**Exercise requirements**
Up to and including the line containing "target | grassy meadow", retype each line of the listing below exactly, beginning with the first.

○ ○ ○ ○ ○ ○ ○

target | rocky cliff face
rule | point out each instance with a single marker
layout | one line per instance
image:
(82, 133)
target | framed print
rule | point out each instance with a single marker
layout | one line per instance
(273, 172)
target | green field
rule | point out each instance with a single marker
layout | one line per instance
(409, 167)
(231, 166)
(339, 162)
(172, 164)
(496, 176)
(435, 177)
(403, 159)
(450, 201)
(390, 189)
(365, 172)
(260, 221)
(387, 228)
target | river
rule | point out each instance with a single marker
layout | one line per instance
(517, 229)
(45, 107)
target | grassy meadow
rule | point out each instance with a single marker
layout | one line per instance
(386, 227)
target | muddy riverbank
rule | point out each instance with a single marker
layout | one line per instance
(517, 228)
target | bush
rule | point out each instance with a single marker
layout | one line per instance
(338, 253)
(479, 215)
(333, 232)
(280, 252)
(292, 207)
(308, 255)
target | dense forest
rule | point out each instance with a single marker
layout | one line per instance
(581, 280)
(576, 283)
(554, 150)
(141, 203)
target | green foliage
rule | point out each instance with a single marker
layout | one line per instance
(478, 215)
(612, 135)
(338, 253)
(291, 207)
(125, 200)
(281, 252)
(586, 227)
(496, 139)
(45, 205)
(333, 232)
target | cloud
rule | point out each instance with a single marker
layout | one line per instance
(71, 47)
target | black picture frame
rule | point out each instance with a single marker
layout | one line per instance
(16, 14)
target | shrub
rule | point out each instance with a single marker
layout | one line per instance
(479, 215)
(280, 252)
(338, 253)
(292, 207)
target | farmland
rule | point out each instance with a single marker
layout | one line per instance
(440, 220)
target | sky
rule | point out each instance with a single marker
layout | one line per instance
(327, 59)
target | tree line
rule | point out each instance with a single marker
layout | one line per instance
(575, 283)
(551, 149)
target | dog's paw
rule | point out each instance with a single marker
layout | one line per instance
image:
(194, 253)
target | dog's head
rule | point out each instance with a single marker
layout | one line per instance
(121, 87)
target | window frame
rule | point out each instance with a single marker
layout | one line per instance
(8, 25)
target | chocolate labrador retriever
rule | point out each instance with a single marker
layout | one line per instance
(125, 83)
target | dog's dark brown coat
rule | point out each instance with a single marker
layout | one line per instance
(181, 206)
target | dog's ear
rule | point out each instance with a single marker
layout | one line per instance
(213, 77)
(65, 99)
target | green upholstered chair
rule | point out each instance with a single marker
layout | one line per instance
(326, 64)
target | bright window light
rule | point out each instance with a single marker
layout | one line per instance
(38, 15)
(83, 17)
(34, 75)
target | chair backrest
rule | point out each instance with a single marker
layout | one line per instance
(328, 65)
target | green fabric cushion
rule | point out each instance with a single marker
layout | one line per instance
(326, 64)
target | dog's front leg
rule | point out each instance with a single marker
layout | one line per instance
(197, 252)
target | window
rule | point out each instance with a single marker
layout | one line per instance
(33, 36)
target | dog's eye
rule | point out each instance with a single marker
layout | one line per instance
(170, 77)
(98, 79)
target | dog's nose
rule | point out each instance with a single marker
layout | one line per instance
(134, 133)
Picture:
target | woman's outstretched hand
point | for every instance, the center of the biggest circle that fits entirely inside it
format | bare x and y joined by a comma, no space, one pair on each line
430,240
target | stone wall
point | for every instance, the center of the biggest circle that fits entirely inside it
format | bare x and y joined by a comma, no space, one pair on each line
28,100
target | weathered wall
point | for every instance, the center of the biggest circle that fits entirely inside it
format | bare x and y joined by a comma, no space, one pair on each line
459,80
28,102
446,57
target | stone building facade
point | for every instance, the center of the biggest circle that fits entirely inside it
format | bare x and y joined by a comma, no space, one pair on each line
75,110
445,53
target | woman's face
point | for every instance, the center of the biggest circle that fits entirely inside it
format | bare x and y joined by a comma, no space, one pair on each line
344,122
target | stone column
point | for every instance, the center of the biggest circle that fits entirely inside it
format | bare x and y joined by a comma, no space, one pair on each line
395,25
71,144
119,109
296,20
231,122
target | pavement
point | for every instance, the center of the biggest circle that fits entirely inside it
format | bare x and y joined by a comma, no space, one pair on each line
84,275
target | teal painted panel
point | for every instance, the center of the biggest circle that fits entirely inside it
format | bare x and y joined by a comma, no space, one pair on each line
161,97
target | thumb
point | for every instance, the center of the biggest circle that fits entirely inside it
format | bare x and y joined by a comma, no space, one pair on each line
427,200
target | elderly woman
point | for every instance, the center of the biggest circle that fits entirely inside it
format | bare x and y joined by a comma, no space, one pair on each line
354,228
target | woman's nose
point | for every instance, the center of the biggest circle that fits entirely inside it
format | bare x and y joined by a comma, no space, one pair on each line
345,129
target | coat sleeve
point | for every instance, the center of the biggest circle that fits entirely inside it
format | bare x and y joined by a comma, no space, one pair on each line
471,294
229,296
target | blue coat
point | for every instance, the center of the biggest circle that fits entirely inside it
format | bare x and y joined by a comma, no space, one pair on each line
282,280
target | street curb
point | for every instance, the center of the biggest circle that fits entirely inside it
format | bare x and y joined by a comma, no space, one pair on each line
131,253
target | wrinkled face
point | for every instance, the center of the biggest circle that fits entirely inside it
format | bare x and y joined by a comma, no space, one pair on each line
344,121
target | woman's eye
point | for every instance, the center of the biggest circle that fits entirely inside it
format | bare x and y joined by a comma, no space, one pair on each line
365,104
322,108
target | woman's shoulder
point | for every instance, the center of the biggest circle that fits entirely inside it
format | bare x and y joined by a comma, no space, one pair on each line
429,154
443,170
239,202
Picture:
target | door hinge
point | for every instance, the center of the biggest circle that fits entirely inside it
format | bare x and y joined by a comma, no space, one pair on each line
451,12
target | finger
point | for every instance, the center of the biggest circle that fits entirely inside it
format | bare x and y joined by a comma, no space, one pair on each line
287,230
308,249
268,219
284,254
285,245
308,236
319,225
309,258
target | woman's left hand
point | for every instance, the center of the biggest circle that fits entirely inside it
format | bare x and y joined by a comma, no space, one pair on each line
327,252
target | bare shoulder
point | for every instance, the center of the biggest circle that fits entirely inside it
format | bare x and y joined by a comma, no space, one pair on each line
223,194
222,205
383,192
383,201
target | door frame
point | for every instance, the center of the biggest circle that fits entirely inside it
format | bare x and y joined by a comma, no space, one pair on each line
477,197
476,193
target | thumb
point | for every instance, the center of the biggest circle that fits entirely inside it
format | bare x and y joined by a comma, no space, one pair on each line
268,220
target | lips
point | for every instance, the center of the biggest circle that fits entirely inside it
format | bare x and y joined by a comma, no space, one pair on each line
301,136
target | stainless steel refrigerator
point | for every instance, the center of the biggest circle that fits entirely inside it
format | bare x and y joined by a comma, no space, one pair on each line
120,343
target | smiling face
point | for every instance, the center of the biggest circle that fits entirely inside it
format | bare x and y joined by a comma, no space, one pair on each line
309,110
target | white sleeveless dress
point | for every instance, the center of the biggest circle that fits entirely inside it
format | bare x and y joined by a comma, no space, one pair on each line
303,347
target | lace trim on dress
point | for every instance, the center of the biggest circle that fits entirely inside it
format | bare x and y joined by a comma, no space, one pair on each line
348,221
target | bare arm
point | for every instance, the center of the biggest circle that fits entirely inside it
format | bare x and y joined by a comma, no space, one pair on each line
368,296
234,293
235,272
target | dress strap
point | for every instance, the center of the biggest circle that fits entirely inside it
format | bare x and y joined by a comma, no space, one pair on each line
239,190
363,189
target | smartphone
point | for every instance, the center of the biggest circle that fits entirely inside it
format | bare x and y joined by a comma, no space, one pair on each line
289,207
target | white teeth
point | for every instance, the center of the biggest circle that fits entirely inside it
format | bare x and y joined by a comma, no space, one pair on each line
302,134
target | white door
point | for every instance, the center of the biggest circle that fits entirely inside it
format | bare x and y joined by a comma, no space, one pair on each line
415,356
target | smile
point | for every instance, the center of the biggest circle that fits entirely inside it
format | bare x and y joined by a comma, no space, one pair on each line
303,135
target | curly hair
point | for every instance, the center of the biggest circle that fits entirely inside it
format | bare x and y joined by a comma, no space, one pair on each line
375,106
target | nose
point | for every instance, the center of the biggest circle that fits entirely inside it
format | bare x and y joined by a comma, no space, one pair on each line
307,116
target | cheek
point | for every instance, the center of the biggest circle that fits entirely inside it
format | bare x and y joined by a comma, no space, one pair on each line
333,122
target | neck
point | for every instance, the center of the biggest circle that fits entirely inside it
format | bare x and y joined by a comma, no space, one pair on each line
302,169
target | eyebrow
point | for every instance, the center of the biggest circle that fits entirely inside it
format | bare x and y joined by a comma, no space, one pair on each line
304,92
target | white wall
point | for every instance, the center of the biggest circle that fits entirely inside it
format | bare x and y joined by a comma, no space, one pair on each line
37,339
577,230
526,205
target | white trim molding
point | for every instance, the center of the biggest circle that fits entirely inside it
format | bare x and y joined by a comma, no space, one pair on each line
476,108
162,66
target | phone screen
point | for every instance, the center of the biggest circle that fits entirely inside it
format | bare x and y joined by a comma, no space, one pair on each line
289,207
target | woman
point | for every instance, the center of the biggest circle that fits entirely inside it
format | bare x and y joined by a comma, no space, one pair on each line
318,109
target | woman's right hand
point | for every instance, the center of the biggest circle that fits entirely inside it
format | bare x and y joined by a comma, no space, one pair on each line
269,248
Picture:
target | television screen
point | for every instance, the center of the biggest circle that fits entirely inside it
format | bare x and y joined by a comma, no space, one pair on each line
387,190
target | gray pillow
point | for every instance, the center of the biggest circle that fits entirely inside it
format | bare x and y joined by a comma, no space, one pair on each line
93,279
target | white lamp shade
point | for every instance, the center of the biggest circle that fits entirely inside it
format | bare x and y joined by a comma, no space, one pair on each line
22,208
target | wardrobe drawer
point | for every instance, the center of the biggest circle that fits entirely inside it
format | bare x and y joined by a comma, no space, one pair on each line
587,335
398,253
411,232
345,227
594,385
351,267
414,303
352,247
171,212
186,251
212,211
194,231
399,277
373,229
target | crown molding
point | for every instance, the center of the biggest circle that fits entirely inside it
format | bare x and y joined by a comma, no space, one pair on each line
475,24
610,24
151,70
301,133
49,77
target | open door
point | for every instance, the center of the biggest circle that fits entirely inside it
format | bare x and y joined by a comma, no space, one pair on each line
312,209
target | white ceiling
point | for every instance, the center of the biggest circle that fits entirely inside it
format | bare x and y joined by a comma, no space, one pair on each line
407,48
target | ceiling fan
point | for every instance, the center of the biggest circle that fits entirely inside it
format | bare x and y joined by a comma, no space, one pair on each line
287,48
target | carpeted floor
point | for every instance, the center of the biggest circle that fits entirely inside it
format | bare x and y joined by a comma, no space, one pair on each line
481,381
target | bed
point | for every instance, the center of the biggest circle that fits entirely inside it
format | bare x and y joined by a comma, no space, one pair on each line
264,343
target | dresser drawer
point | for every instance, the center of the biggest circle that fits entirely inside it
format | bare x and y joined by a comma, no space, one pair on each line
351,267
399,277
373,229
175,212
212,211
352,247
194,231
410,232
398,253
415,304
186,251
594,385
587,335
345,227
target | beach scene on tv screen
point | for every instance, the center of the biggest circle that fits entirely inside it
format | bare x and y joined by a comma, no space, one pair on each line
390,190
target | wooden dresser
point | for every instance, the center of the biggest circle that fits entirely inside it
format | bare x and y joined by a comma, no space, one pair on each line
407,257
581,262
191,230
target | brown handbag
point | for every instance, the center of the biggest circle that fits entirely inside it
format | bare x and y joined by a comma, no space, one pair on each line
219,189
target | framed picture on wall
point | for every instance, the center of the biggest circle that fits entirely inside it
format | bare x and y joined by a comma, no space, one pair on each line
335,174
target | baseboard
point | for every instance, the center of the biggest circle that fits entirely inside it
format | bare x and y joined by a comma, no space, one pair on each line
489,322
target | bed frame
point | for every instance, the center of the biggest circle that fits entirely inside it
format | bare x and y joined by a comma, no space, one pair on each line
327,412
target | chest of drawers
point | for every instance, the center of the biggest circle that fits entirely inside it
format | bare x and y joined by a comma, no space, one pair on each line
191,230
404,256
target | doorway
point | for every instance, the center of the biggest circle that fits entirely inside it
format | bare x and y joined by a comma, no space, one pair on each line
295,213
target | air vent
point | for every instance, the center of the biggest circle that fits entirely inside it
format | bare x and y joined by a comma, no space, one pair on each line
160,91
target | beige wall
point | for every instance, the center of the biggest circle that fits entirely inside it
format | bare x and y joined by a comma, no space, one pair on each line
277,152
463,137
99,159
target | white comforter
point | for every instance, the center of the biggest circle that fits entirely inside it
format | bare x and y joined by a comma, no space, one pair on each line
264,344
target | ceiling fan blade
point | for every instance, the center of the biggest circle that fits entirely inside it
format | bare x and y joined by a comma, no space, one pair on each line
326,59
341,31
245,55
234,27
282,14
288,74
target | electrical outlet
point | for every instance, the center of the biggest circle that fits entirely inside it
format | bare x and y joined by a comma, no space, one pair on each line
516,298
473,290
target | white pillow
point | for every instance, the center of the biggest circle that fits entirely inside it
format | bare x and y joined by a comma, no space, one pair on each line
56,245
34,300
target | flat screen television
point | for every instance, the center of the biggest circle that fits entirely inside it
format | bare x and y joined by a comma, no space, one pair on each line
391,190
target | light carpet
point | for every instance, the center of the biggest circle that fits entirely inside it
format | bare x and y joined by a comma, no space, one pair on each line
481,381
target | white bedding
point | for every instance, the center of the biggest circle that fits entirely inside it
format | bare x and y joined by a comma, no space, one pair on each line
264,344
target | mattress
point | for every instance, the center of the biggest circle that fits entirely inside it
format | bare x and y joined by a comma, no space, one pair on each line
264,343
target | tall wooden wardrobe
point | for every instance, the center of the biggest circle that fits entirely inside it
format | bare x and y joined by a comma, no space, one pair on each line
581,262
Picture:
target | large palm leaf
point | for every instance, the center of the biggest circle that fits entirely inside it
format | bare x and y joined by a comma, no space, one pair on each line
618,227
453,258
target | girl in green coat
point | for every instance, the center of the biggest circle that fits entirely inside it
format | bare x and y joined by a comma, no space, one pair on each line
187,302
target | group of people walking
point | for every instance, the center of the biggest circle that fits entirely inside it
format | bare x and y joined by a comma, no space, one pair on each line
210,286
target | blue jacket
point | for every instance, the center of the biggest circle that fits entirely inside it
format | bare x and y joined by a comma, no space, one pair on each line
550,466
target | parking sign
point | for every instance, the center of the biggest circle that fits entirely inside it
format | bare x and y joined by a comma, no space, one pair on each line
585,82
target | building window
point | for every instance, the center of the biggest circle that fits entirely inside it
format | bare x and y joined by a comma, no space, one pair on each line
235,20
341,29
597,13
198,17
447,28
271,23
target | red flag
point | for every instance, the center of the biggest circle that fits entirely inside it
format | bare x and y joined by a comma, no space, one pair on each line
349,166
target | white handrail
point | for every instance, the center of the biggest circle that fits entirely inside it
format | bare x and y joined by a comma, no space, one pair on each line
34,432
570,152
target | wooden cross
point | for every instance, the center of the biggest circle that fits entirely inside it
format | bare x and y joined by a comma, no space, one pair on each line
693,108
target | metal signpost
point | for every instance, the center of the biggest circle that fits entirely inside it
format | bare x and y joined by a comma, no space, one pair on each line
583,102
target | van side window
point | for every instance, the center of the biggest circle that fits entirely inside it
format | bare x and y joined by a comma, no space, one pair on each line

○ ○ ○ ○ ○ ○ ○

**Written response**
target | rocky cliff face
rule | point out each instance with a single marker
layout | one line per instance
image:
(82, 133)
target | framed print
rule | point out each instance with a single marker
layout | one line per instance
(273, 172)
target | green field
rule | point out each instance with a single marker
layout | one line per instance
(409, 167)
(231, 166)
(339, 162)
(172, 164)
(496, 176)
(435, 177)
(403, 159)
(450, 201)
(390, 189)
(365, 172)
(260, 221)
(387, 228)
target | river
rule | point out each instance with a single marker
layout | one line per instance
(517, 229)
(45, 107)
target | grassy meadow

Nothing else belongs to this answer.